▸ Arbeitsauftrag
Greifen Sie den Textauszug über Gerichtsverhandlungen im Fernsehen auf und führen Sie ihn im Anschluss an seinen letzten Satz weiter.

▸ Textauszug
Die besondere Attraktivität von Gerichtsverhandlungen fürs Fernsehen macht jedoch ein anderer Aspekt aus: der "Live-Charakter", die "Performance"-Qualität der Verhandlung selbst, die dem Theater analogen Regeln zu folgen scheint. Befunden wird einzig über das, was im Gerichtssaal vorgetragen wird, Zeugen müssen hier gehört, Beweisstücke hier vorgelegt werden. Es herrscht also eine Verpflichtung auf eine gewisse Einheit von Handlung, Ort und Zeit, die nicht nur dem antiken Drama ähnelt, sondern vor allem sehr fernsehgerecht ist. Wie bei Sportereignissen gibt es einen regelgerechten, ritualisierten Ablauf, an dessen Ende eine Entscheidung steht. Und wie beim Sport geschieht all dies im öffentlichen Raum. Zwar gibt es davon abgetrennte Bereiche, aber Rechtssprechung, wie am Wort ablesbar, ist ganz wesentlich ein Ereignis für die Öffentlichkeit.

[Extrahierte Datensätze]
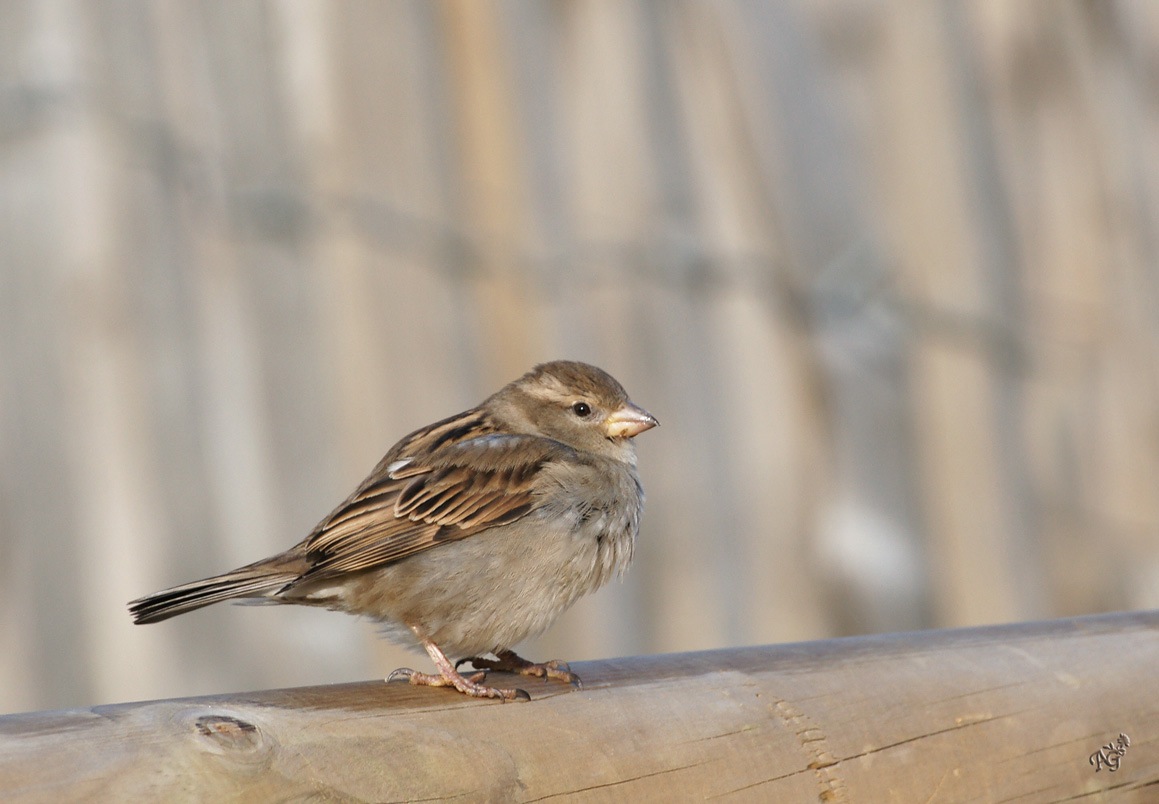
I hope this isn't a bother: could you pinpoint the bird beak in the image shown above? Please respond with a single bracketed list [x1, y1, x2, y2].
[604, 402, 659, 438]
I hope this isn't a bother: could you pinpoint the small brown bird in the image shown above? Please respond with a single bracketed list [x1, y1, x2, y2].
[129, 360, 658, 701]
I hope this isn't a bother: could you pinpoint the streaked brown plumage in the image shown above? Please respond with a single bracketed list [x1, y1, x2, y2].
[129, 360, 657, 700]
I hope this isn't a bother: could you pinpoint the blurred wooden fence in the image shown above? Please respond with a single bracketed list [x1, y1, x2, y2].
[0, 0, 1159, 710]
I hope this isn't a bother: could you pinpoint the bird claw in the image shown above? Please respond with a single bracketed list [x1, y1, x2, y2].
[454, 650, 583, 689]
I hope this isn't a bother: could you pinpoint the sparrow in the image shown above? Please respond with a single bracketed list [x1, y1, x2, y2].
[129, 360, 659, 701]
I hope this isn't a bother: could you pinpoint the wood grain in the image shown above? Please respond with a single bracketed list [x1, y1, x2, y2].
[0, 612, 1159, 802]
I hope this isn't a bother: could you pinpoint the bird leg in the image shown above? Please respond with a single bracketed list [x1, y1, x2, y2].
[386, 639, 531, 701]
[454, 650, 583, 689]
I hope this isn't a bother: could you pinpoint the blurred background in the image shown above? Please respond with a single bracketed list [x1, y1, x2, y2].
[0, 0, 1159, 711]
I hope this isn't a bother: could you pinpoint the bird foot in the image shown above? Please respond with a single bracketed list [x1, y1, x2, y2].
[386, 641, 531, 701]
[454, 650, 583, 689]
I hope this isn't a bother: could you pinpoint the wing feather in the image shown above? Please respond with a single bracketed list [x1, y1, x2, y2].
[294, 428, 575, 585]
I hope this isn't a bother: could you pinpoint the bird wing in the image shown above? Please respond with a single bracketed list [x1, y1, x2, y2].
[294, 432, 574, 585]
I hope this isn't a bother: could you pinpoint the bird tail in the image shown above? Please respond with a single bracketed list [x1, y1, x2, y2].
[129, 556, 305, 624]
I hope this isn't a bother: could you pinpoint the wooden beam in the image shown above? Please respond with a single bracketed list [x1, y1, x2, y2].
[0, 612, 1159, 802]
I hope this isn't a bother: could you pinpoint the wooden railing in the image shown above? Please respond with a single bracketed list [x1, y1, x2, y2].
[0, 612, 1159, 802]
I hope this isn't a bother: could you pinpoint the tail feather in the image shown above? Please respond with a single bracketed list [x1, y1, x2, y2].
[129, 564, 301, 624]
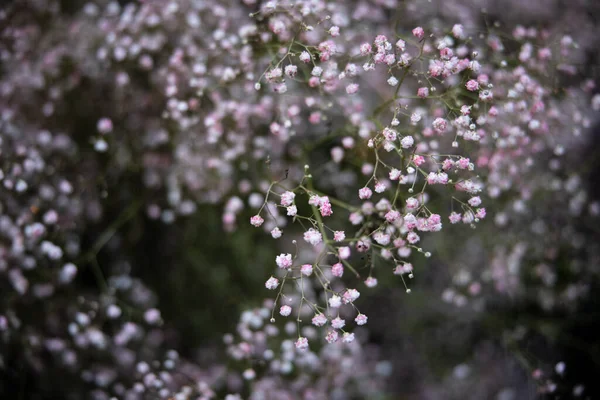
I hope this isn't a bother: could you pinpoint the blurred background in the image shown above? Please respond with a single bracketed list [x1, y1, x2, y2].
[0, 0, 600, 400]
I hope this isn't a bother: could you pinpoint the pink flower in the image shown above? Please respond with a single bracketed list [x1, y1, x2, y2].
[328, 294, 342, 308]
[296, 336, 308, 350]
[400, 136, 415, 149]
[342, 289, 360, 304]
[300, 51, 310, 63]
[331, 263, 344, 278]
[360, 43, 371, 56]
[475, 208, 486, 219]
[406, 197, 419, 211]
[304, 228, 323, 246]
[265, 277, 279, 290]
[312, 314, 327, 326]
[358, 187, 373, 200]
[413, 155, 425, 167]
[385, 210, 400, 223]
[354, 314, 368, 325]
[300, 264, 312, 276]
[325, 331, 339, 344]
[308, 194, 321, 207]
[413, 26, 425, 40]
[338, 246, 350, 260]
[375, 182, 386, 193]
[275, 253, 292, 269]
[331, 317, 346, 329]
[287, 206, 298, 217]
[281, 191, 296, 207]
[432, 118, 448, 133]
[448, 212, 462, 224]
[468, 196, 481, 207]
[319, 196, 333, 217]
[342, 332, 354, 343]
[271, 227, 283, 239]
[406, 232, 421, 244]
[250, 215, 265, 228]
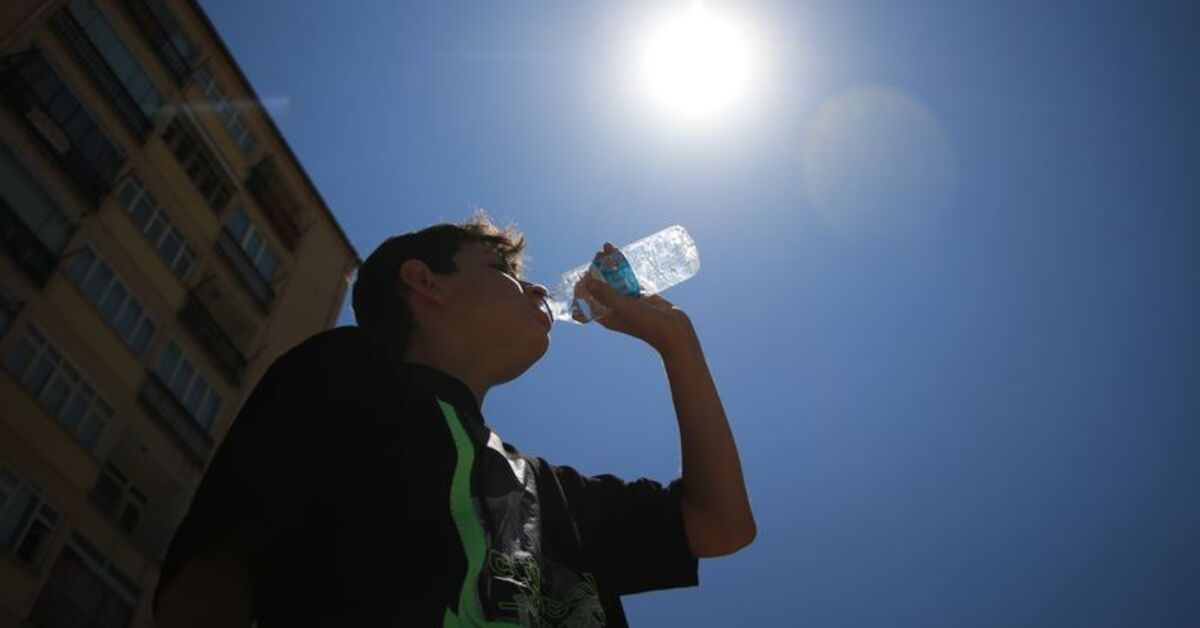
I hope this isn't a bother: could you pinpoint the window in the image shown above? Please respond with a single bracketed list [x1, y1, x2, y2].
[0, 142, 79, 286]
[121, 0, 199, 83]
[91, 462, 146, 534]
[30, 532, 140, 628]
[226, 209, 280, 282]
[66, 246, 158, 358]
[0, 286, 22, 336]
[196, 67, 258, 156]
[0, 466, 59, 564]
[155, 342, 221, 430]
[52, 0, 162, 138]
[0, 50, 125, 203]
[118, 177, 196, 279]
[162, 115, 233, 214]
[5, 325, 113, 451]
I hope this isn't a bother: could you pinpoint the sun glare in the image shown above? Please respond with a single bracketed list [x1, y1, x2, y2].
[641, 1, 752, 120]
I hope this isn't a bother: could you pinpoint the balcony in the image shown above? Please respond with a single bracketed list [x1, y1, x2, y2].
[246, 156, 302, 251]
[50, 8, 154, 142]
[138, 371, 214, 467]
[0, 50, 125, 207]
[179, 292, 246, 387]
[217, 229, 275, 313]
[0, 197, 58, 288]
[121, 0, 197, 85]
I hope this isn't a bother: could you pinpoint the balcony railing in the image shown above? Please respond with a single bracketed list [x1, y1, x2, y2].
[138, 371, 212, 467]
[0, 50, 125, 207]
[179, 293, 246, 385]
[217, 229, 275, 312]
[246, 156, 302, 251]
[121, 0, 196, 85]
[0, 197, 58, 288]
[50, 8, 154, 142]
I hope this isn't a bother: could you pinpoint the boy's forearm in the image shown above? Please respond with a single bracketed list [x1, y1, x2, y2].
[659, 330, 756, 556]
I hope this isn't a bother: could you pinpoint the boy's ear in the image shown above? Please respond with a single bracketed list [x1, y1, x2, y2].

▸ Antwort folgt
Der Vergleich mit dem Sport mutet sofort frivol an - woran zu spüren ist, dass das Gericht als Institution eine besondere Aura besitzt, die eigens geschützt wird. Es ist Bürgerpflicht, das Gericht zu respektieren, es zu "ehren" gar, und eine Vielzahl von im Grunde altmodischen Utensilien wie Roben, Perücken und weitere Kopfbedeckungen, die außerhalb des Justiz-Kontextes lächerlich wirken, dienen innerhalb als Insignien einer tradierten und verbrieften Würde. Dieses institutionalisierte Ansehen nun ist ein Aspekt, über dessen Fernsehtauglichkeit wenig gesprochen wird. Untergründig spielt jedoch die Angst vor dem Verlust der respektheischenden Aura in der Diskussion um die Fernsehübertragung aus den Gerichtssälen keine geringe Rolle.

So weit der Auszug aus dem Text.